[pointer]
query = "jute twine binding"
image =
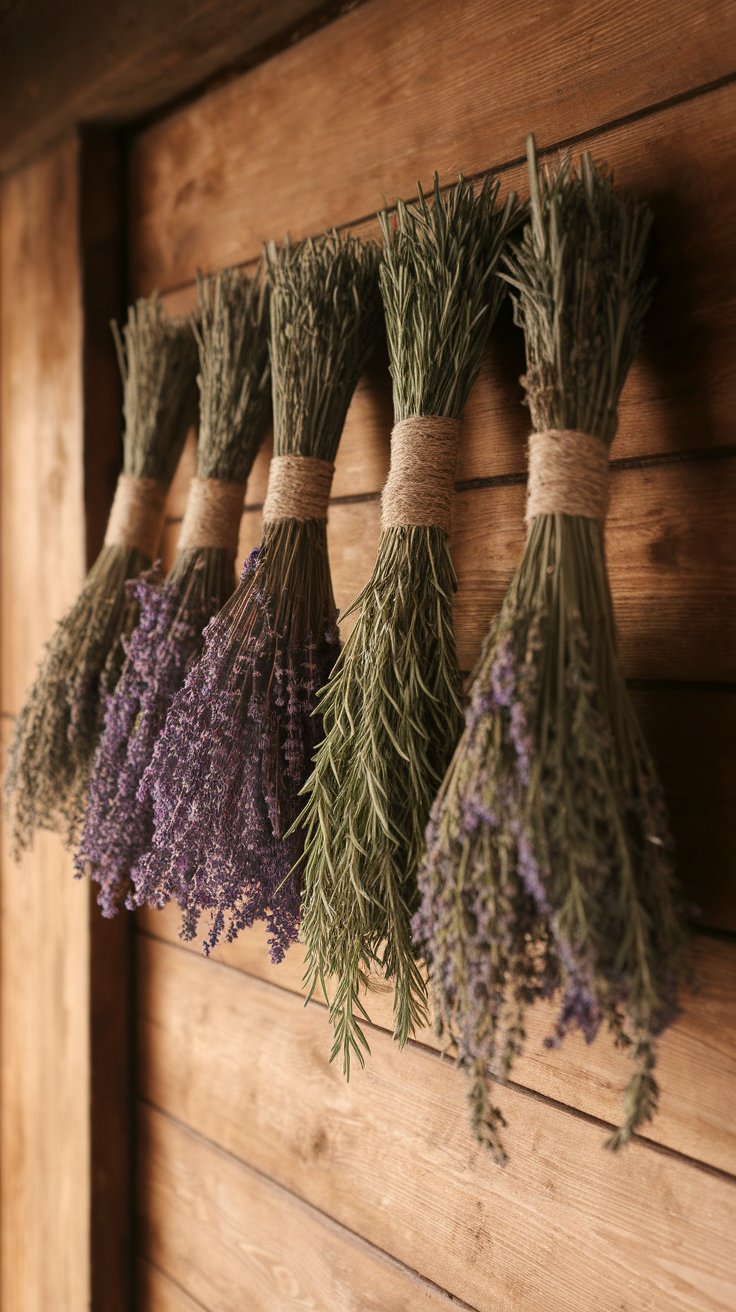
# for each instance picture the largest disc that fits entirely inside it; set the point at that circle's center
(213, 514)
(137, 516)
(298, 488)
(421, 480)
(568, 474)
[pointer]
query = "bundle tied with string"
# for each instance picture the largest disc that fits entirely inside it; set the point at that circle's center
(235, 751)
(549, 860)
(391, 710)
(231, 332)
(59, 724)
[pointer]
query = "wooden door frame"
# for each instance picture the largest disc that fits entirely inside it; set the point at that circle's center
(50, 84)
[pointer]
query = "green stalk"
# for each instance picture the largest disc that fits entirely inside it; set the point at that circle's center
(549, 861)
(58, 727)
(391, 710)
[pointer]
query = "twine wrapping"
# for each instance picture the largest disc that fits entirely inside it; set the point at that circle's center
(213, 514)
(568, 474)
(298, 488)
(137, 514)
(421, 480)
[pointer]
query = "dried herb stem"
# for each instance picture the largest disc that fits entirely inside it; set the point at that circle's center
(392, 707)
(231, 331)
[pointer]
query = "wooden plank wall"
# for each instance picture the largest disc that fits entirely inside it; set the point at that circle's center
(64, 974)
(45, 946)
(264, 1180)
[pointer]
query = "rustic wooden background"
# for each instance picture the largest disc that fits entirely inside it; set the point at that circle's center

• _WORK INSTRUCTIONS_
Could you reproduce all of the material above verbatim, leaving out the pictures?

• _ANSWER FOR THIS EXERCISE_
[pointer]
query = "jute twine binding"
image =
# for each instance picture the largest disc that fits entirely inside it; set the point at that circle's center
(213, 514)
(137, 516)
(298, 488)
(421, 480)
(568, 474)
[pointer]
query = "bundle tied with string"
# for each instance picture the largest disc that fits entirely inside it; set the point at that circle's center
(235, 751)
(549, 860)
(391, 710)
(231, 332)
(59, 724)
[pointer]
query = "wooden door frame"
# for each instance picture the largest disc that fits entirely inside it; set the point at that circle's center
(50, 84)
[pointer]
query = "green stalk"
# for each instance picture the largest disc that fits entirely inside it; set the point at that circle's center
(549, 861)
(58, 727)
(391, 710)
[pointer]
query = "twine wrapping"
# for each instance picture the largest disc that fits entirely inside it; set the point at that circle's center
(213, 514)
(568, 474)
(298, 488)
(137, 514)
(421, 480)
[pointer]
query = "dried herb stem"
# for each instance picture the largest disc that fits entirely inside it; set the point at that circle's center
(392, 707)
(231, 331)
[pointer]
query = "wooden plank wall"
# for each instance picture the largest disc that fits entirely inside it; set the point at that circle's center
(64, 974)
(45, 946)
(264, 1180)
[pointer]
query = "rustic wooden background"
# for each instance picture the largest disc that fits entirely inside it; set the point at that circle's center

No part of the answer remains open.